══ Supplied data ══

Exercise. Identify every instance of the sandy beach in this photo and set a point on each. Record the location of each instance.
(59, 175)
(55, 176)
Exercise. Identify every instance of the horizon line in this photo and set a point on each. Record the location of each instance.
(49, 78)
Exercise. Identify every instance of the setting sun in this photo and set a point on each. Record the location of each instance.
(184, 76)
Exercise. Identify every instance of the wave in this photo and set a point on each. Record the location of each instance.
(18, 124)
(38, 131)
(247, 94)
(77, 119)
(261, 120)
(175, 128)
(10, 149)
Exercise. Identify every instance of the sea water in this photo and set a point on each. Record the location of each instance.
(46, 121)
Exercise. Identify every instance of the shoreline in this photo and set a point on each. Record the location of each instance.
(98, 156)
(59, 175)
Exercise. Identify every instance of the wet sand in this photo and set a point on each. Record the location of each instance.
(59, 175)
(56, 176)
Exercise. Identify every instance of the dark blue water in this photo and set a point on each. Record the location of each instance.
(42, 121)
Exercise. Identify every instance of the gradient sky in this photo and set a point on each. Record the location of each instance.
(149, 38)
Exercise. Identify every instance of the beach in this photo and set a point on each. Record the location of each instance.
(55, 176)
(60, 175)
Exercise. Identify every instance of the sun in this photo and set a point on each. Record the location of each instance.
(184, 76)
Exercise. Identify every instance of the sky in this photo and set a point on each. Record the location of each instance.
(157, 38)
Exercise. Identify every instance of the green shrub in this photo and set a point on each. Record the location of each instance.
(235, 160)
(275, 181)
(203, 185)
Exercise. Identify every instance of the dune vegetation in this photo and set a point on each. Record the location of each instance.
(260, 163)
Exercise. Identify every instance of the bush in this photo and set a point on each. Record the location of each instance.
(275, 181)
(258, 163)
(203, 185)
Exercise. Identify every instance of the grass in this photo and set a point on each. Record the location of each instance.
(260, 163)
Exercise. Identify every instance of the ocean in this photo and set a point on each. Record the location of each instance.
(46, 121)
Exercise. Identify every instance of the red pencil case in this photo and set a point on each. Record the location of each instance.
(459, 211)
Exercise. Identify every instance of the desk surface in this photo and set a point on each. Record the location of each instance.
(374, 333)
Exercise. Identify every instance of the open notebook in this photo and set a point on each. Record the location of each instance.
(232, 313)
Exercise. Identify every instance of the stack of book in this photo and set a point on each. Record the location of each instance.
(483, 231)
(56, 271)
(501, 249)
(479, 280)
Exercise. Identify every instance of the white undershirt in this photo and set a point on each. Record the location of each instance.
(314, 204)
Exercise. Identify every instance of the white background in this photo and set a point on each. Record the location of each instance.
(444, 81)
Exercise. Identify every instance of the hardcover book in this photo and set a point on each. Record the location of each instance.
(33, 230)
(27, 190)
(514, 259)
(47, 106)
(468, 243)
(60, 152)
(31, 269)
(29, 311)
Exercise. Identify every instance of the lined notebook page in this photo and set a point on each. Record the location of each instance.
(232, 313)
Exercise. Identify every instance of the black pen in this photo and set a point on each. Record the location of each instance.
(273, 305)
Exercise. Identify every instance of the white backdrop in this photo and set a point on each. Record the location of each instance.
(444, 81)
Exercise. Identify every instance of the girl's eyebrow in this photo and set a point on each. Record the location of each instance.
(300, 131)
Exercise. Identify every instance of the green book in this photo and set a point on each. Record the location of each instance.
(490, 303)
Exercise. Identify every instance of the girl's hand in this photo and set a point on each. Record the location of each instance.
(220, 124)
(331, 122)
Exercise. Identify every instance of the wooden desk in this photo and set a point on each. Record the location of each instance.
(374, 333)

═══

- **The task**
Using the listing above, retype each line exactly.

- **Solution**
Exercise. Identify every instance of the sandy beach in this photo and set a point on each. Record the location of each instance.
(59, 175)
(55, 176)
Exercise. Identify every instance of the horizon line in this photo and set a point on each. Record the location of each instance.
(49, 78)
Exercise. Identify every instance of the setting sun in this photo and set a point on each. Record the location of each instance.
(184, 76)
Exercise. Identify every instance of the wave in this photo and set a point on each. Record the location of each instance.
(18, 124)
(38, 131)
(247, 94)
(77, 119)
(261, 120)
(175, 128)
(10, 149)
Exercise. Identify every instance of the sea water in this photo and set a point on each. Record the location of each instance.
(46, 121)
Exercise. Identify every instance of the shoreline in this photo and set a point on each. Record the location of each instance.
(98, 156)
(59, 175)
Exercise. Identify every instance of the wet sand in this photo and set a point on each. Record the location of each instance.
(59, 175)
(56, 176)
Exercise. Identify every instance of the dark blue water in this photo and set a point on each. Record the location of each instance.
(42, 121)
Exercise. Identify every instance of the gradient sky in this photo and set a point on each. Record the location of each instance.
(149, 38)
Exercise. Identify every instance of the beach in this photo and set a point on each. Record the location of each instance.
(55, 176)
(60, 175)
Exercise. Identify every instance of the sun in this photo and set a point on each. Record the location of each instance.
(184, 76)
Exercise. Identify every instance of the sky in this photo and set a point on each. Record the location of each instance.
(157, 38)
Exercise. Identify every instance of the green shrub in this photo and set a point on each. Record the location of each instance.
(235, 160)
(275, 181)
(203, 185)
Exercise. Identify every instance of the dune vegetation in this photo and set a point on each. Record the location of each instance.
(260, 163)
Exercise. Identify every instance of the bush in this photo and set a point on each. Record the location of each instance.
(275, 181)
(258, 163)
(203, 185)
Exercise. Identify every instance of the grass in this photo and set a point on each. Record the location of each instance.
(260, 163)
Exercise. Identify every instance of the ocean in this photo and set a point on each. Record the location of each instance.
(46, 121)
Exercise. Identify every instance of the red pencil case in this photo and set a point on each. Record the location of each instance.
(459, 211)
Exercise. Identify every instance of the desk surface in this photo and set a point on each. Record the location of each instance.
(374, 333)
Exercise. Identify every instance of the open notebook in this photo and set a point on each. Record the location of each instance.
(232, 313)
Exercise. Identify every instance of the stack of book in this photo and set a point on each. Record the location of each instance.
(483, 231)
(56, 271)
(501, 249)
(479, 280)
Exercise. Identify every instance of the white undershirt in this photo and set a point on each. Record the location of each instance.
(314, 204)
Exercise. Identify every instance of the white background in this photo and set a point on each. Record the location of each instance.
(444, 81)
Exercise. Identify every instance of the hardcover book in this photo and set a point on each. Record the location of each instance.
(33, 230)
(27, 190)
(514, 259)
(47, 106)
(468, 243)
(60, 152)
(31, 269)
(29, 311)
Exercise. Identify every instance of the lined notebook page in this photo and set a point on each. Record the location of each instance.
(232, 313)
Exercise. Identify every instance of the black pen in this photo and set a point on each. Record the location of each instance.
(273, 305)
Exercise. Identify every instance of the white backdrop in this photo and set a point on each. Record the location of each instance.
(444, 81)
Exercise. Identify every instance of the girl's eyebrow in this photo and set a point on each. Record the location of each instance.
(300, 131)
Exercise. Identify every instance of the green book in this photo and set a point on each. Record the location of each instance.
(490, 303)
Exercise. Identify every instance of the girl's hand in this photo and set a point on each. Record the location of each instance.
(220, 124)
(331, 122)
Exercise. Identify every instance of the wooden desk in this photo and set a point on each. Record the location of each instance.
(374, 333)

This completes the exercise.